> **THE EXERCISE**: Write out the data below exactly as given, without any of its pictures.
[LISTED RECORDS start]
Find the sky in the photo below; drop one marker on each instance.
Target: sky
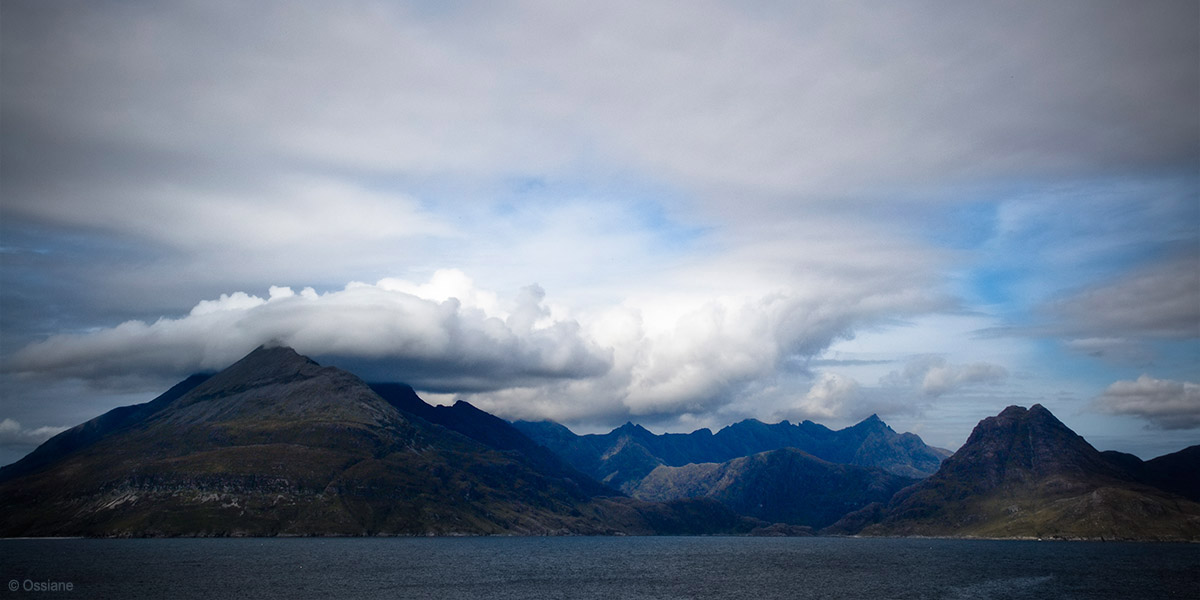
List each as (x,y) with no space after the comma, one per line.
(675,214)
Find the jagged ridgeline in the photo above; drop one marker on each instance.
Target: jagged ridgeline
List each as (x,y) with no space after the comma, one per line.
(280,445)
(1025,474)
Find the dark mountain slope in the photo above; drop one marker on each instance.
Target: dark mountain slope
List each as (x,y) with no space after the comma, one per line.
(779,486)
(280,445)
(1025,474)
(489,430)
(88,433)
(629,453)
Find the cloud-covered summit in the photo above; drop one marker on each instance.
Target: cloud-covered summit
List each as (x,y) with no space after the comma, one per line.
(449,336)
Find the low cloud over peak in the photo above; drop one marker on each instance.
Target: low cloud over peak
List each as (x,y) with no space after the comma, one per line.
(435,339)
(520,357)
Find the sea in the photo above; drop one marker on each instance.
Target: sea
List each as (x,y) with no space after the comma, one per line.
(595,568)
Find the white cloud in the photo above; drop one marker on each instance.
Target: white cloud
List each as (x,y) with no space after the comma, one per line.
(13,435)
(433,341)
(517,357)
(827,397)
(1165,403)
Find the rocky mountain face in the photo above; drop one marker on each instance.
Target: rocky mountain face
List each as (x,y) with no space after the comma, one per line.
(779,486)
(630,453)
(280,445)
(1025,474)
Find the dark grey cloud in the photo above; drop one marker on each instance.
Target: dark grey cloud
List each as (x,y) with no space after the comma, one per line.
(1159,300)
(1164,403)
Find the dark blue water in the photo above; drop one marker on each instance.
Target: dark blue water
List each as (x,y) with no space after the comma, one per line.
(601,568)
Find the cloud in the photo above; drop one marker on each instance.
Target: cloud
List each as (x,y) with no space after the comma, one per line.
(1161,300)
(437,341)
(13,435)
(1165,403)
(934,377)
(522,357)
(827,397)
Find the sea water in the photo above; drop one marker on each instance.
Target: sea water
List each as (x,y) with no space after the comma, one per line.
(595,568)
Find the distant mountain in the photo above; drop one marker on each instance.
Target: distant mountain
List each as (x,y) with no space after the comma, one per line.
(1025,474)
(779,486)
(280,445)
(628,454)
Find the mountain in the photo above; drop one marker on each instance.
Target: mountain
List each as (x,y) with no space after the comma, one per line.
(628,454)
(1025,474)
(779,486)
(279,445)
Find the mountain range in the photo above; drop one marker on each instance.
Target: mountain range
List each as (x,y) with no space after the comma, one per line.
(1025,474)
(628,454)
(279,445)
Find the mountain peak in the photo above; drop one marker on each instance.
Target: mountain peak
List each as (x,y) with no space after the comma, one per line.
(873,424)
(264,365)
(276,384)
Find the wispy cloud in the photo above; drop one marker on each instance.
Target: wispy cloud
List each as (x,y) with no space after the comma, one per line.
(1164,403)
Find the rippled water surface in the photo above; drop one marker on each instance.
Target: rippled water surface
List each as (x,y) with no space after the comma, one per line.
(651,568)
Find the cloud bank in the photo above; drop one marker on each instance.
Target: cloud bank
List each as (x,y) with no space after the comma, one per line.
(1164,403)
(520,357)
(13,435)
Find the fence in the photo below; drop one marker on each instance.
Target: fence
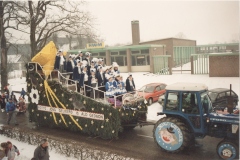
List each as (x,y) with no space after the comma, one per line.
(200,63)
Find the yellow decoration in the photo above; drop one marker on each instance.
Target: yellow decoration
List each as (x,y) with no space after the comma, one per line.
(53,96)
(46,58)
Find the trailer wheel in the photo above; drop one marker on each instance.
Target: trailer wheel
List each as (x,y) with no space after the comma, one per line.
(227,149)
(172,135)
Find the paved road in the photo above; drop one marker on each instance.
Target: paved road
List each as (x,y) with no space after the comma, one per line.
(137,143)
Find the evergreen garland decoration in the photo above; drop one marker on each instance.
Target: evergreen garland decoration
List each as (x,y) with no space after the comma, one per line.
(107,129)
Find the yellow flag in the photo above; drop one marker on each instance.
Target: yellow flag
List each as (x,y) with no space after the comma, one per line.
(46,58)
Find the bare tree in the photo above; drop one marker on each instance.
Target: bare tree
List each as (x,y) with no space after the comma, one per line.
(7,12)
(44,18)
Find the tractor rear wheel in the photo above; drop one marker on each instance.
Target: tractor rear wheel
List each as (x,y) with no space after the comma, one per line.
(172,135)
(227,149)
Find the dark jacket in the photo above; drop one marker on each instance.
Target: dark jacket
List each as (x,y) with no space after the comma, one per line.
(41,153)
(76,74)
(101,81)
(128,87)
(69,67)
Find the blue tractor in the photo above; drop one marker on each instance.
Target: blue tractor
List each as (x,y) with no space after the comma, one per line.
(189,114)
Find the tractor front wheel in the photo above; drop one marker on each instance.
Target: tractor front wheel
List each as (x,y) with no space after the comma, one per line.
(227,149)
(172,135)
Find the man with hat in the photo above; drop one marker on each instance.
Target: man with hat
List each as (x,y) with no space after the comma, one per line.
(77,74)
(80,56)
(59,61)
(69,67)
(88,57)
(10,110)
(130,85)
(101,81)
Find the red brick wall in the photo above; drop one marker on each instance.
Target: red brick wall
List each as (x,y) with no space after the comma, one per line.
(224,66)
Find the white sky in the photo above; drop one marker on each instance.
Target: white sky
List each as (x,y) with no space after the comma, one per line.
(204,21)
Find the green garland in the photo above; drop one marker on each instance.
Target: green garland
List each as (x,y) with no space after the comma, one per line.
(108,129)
[LISTED RECORDS end]
> **RESPONSE FOR THIS EXERCISE**:
Find the sky in the photo below; drop one marker on each instance.
Target: sky
List each as (x,y) with no space after the comma, one per line.
(675,214)
Find the jagged ridgeline in the photo above; drop one marker on each instance.
Target: jagged ridgeline
List each as (x,y) with no space after the comma, one per line.
(280,445)
(1025,474)
Find the dark mountain slope in the photo above; drop one marker on each instance.
Target: dark mountain slope
List each as (x,y) with no space after the comma, one per line.
(779,486)
(280,445)
(1025,474)
(489,430)
(88,433)
(629,453)
Find the cloud-covered summit in the photo above; drop one marker on each instance.
Target: cloud-covered summit
List each as (x,y) with no space after the comma, one per line.
(449,336)
Find the low cloud over peak in the photo above; drop one marker on each instance.
Target: low cloud over peak
List each as (x,y) with no space after the comma, one per line.
(435,339)
(520,357)
Find the sea in the photo above; drop one marker on each instance.
Target: sea
List each as (x,y) with no space after the comma, one per line.
(595,568)
Find the white cloud in the photo above; drop one marker on each instance.
Target: white cloud
List each as (x,y) with no space after the comma, one per line.
(13,435)
(433,341)
(517,357)
(827,397)
(1165,403)
Find the rocky mountain face in the photo above; drop one marker on each instance.
Target: rocky mountain face
List each as (x,y) with no space after the comma, one per line.
(779,486)
(630,453)
(280,445)
(1025,474)
Find the dark grey cloud in the photo above; drop one marker on each instance.
Target: dark grey cloud
List each as (x,y) with no space after the comma, one per line.
(1159,300)
(1164,403)
Find the dark blue water in the photo above; drop one marker on each instance.
Target: dark blue water
List each as (x,y) with no space after the comma, one per line.
(601,568)
Find the cloud in the photo above; drop one marker on each instance.
Target: cloud
List each as (x,y) with no space after the comma, one per line.
(1161,300)
(437,341)
(13,435)
(1165,403)
(934,377)
(522,357)
(827,397)
Find the sea water in the photo above; drop one marker on each instance.
Target: sea water
List each as (x,y) with no space after the comma, one per line.
(595,568)
Find the distant mountain in the photo above; drop one marker on each instance.
Target: distant mountain
List each as (x,y) with no space after the comma, one per line.
(1025,474)
(779,486)
(280,445)
(628,454)
Find the mountain in the photo above; drop one marker on each instance.
Target: mountain
List each as (x,y) with no space after the comma, one per line.
(628,454)
(1025,474)
(779,486)
(279,445)
Find the mountain range in the photo above; drop one marker on each instance.
Target: mountain range
List each as (x,y) with no space after the comma, one per line.
(1025,474)
(628,454)
(279,445)
Find the mountain peak in the photo above; drop one marker on each instance.
Target: mountain peak
List each as (x,y) with no space after the comma, one per line.
(873,424)
(264,365)
(276,384)
Find the wispy cloud in the photo above; drop one marker on each instance.
Target: wispy cloud
List each as (x,y) with no space after the comma, one per line.
(1164,403)
Find the rippled water surface in the photo above; drop one marker on each instance.
Target: rippled water surface
List each as (x,y) with no space after the comma, one per line.
(651,568)
Find the cloud bank in the photo above; drop one marker on each instance.
Target: cloud bank
List each as (x,y) with no space after the comma, one per line.
(1164,403)
(520,357)
(13,435)
Find the fence in the photo below; drop one marker on each instance.
Target: fence
List each as (x,y) with no space after the comma, one per line.
(200,63)
Find the yellow decoration in the photo above; drop one marker on each instance.
Target: yellow decoration
List each as (x,y) with no space after the comma, one per line.
(53,96)
(46,58)
Find the trailer wheel in the photo above; drop one marker on each instance.
Target: trailer wheel
List each as (x,y) with no space after the comma, one per line.
(227,149)
(172,135)
Find the paved road in the photo above; drop one marker on each instance.
Target: paved road
List each as (x,y) with no space after the comma, one per line.
(137,143)
Find the evergreen garland decoration in the photo above; drop one marker on each instance.
Target: evergreen garland decoration
List each as (x,y) with no space after the comma, one per line.
(107,129)
Find the yellow flag in the photo above; drop one marker on each instance.
Target: yellow flag
List each as (x,y) with no space after the comma, one per line.
(46,58)
Find the bare tree in the photo above; drop one marker on each instance.
Target: bare tree
List each as (x,y) with no space after the comma, one per line.
(7,12)
(44,18)
Find the tractor rear wheel in the photo above; drop one marker on each instance.
Target: tractor rear wheel
List each as (x,y) with no space after the comma, one per line.
(172,135)
(227,149)
Find the dark jacket in the photo above; drop one marker on each instance.
Target: dark jacket
List each as (x,y) with no space after the comma, one per line.
(41,153)
(76,74)
(101,81)
(128,87)
(69,67)
Find the blue tractor in the photo above; drop one marker on each instance.
Target: blue tractor
List each as (x,y) with no space after the comma, one per line.
(189,114)
Find the tractor front wheel in the photo above; drop one marker on each instance.
Target: tractor front wheel
List each as (x,y) with no space after the comma, one per line.
(227,149)
(172,135)
Find the man with hat in the photo above; drop one marker on each instance.
Target: man with hat
List each as (x,y) with no space after the comma, one per line.
(77,74)
(80,56)
(59,61)
(69,67)
(88,57)
(10,110)
(130,85)
(101,81)
Find the red brick wall in the photo above; drop one marker on each instance.
Target: red brick wall
List each as (x,y) with no space after the comma, one per line.
(224,66)
Find the white sky in the photo above; drop one marker on each instance.
Target: white sky
List each as (x,y) with no space after the comma, one per line.
(204,21)
Find the green garland in the photo above; drop one marker on each instance.
Target: green garland
List each as (x,y) with no space after the comma, one per line.
(108,129)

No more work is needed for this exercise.